Starting with the first line of the items and going on through the line with "0, 233, 10]]", rename "detector" as "locator" and leave every other word unchanged. Omit the pictures from your answer.

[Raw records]
□ □ □ □ □ □ □
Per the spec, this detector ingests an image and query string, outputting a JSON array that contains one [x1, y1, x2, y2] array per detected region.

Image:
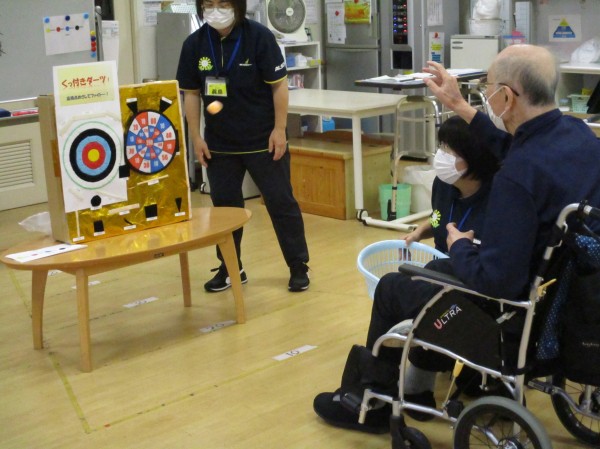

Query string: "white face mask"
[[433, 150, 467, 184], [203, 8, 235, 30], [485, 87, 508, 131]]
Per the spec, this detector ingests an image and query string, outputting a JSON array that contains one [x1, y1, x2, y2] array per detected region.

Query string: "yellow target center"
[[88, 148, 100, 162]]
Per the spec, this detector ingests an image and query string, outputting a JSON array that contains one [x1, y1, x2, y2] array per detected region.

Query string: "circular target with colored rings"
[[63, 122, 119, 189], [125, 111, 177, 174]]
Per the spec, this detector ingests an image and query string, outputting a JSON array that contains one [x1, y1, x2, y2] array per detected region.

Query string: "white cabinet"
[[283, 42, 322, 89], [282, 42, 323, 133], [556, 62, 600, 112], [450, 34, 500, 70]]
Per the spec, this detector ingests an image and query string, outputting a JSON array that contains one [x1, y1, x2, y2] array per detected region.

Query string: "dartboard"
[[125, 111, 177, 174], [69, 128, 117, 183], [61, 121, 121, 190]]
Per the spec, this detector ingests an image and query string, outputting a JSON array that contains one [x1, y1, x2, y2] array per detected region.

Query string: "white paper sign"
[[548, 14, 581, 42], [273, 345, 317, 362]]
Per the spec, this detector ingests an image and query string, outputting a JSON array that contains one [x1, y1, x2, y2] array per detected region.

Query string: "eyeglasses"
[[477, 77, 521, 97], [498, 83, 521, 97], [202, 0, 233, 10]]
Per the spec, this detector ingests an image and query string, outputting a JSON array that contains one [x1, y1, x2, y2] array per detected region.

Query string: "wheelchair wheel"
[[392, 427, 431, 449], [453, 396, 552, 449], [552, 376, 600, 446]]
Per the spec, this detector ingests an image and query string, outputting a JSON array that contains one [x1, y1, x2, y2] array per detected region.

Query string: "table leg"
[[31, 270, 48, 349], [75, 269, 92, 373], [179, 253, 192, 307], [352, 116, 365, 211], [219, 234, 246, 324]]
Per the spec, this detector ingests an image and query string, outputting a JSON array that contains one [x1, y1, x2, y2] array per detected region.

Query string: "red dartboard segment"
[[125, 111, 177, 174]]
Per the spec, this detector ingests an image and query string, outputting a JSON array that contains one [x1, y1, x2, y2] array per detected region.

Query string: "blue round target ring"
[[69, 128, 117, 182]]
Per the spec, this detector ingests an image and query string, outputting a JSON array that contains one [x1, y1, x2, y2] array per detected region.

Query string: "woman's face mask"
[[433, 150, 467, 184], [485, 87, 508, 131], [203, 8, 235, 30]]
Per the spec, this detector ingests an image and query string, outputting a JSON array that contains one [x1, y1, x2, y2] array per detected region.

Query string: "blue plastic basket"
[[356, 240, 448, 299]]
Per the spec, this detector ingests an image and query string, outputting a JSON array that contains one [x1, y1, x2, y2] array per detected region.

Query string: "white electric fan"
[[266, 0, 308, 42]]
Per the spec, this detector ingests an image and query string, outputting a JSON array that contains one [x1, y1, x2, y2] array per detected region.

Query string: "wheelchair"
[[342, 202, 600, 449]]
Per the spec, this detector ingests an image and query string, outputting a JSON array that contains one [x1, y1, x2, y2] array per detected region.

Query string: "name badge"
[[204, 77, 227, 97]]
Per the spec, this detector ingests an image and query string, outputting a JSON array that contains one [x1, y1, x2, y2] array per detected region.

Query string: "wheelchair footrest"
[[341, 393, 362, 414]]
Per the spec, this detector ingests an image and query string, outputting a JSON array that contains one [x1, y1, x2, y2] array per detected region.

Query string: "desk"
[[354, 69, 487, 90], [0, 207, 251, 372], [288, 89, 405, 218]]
□ □ □ □ □ □ □
**Result of this task:**
Per the spec, this locator ingests an image and query string, outputting a JSON array that contains one [x1, y1, x2, y2] array per detected region.

Image:

Query string: "white face mask"
[[433, 150, 467, 184], [203, 8, 235, 30], [485, 87, 508, 131]]
Per the spec, this locator ingests an image and query string, outputting a JSON array that contains one [x1, y1, x2, y2] array per detected region.

Query string: "yellow target center"
[[88, 148, 100, 162]]
Per the spec, this locator ingests an image and query string, outputting a JSON array that contains one [x1, y1, x2, y2] array per detected region.

Query string: "circular target with colored rings"
[[63, 122, 119, 189], [125, 111, 177, 174]]
Per the spec, this locator ingests an image and query string, outputting a JSON array that contains one [x1, y1, x2, y2] array per detected region.

Query string: "white cabinet"
[[283, 42, 322, 89], [282, 42, 323, 133], [556, 62, 600, 112], [450, 34, 500, 70]]
Per the spec, this locator ingests an image and query string, outputting a JSON array that contains one [x1, y1, x2, y2] array per detected region.

Query string: "dartboard"
[[125, 111, 177, 174], [69, 128, 117, 183], [61, 121, 121, 190]]
Per the spec, this locator ingests an image and query string, outputting a JSON array that contains one [x1, y1, x2, y2] array per detected region.

Query string: "white paper sign"
[[548, 14, 581, 42], [273, 345, 317, 362]]
Per the spec, this locator ingests an image and query string, outputting a JSON array that contains one [x1, y1, x2, y2] array per detected region.

Query string: "eyeglasses"
[[477, 77, 521, 97], [498, 83, 521, 97], [202, 0, 233, 10]]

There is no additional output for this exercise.